Herbert Xu <[email protected]> writes:

> On Thu, Mar 09, 2023 at 03:51:22PM +0100, Toke Høiland-Jørgensen wrote:
>> Hi folks
>>
>> I'm hitting what appears to be a deliberate BUG_ON() in
>> crypto_unregister_alg() when rebooting my traverse ten64 device on a
>> 6.2.2 kernel (using the Arch linux-aarch64 build, which is basically an
>> upstream kernel).
>>
>> Any idea what might be causing this? It does not appear on an older
>> (5.17, which is the newest kernel that works reliably, for unrelated
>> reasons).
>
> On the face of it this looks like a generic issue with drivers
> and the Crypto API. Historically crypto modules weren't meant
> to be removed/unregistered until the last user has freed the tfm.
>
> Obviously with drivers that start unregistering the algorithms when
> the hardware goes away this paradigm breaks. What should happen is
> that the driver continues to hold onto the crypto algorithm registration
> even when the hardware has gone away.
>
> Some work has to be done in the driver to actually make this safe
> (all the drivers I've looked at are broken in this way).

Hmm, okay; any idea why this started happening with the newer kernel
version? I don't see any changes to the driver that could have caused
this; so is it some core-kernel change that has changed the
order of driver removal on shutdown or something?

Also, absent of a fixed driver (which doesn't sound like it's a trivial
fix?), how do I prevent the system from crashing on shutdown? The
BUG_ON() seems a bit heavy-handed, could it be replaced with a WARN_ON?

########

* _WORK INSTRUCTIONS_
• 1. Copy everything in the thread from "Also, absent of" down to "with a WARN_ON?" without changing a word.
• 2. In the thread, what should a driver do with its crypto algorithm registration when the hardware has gone away?

* _STORED DATA_
########

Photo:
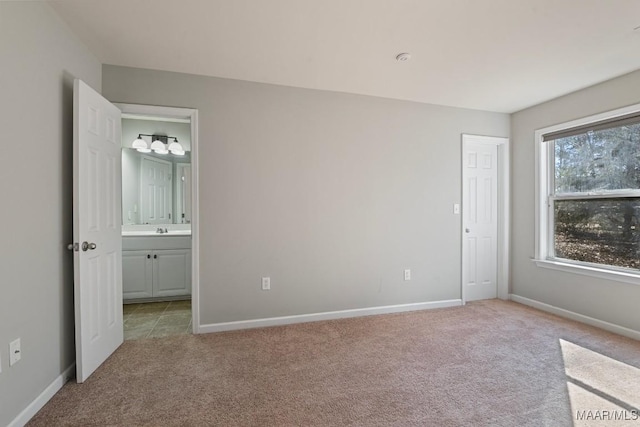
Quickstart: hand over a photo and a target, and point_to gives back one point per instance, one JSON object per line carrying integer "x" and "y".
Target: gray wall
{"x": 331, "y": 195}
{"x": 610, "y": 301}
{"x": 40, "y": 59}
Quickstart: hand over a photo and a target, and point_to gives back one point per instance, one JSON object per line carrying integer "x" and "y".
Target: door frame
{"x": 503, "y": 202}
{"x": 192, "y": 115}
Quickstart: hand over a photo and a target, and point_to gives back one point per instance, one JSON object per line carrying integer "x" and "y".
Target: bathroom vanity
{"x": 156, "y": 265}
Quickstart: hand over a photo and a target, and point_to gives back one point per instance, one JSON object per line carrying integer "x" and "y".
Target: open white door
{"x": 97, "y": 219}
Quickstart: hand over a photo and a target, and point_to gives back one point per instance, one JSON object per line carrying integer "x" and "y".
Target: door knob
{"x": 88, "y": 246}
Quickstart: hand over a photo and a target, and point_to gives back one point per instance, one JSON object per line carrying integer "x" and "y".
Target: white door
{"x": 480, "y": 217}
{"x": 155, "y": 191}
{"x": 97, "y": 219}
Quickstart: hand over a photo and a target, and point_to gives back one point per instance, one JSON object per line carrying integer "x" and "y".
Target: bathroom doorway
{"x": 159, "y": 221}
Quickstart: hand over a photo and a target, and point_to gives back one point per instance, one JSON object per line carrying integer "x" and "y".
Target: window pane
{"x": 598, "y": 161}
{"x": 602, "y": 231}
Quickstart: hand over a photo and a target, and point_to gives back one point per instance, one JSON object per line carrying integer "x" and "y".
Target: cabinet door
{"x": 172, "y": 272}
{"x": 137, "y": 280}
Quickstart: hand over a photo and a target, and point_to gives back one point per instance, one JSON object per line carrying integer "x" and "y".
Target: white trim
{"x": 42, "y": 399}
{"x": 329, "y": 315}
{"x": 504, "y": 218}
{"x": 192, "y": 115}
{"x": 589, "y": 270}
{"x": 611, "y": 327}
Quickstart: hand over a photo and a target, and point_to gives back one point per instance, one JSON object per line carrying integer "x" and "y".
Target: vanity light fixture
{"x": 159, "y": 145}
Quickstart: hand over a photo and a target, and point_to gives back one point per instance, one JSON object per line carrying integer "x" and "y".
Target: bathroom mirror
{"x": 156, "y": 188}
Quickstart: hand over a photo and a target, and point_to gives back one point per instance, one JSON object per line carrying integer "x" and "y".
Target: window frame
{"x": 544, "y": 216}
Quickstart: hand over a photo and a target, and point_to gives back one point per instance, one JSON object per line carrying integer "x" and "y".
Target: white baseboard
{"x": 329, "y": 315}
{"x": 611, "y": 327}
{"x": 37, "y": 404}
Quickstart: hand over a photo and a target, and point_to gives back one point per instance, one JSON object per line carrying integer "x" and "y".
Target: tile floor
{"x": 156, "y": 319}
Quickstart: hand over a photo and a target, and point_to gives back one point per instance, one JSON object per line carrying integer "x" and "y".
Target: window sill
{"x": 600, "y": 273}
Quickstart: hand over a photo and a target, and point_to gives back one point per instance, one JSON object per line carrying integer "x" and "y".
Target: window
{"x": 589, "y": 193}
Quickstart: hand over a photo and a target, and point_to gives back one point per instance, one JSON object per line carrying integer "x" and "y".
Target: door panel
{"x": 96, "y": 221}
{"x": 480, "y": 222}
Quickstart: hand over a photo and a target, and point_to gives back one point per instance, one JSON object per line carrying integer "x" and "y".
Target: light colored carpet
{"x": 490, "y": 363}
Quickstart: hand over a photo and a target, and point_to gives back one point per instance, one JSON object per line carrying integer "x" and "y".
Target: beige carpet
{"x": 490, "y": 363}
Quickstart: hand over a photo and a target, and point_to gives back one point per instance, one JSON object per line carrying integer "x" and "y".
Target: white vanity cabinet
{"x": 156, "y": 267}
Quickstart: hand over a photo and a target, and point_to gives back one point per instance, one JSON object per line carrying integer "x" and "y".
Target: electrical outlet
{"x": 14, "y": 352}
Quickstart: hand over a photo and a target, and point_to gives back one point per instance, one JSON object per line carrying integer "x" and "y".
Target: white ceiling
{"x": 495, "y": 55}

########

* _ANSWERS TO THE PROBLEMS_
• 1.
Also, absent of a fixed driver (which doesn't sound like it's a trivial
fix?), how do I prevent the system from crashing on shutdown? The
BUG_ON() seems a bit heavy-handed, could it be replaced with a WARN_ON?

• 2. The driver should keep holding onto the crypto algorithm registration even after the hardware has gone away.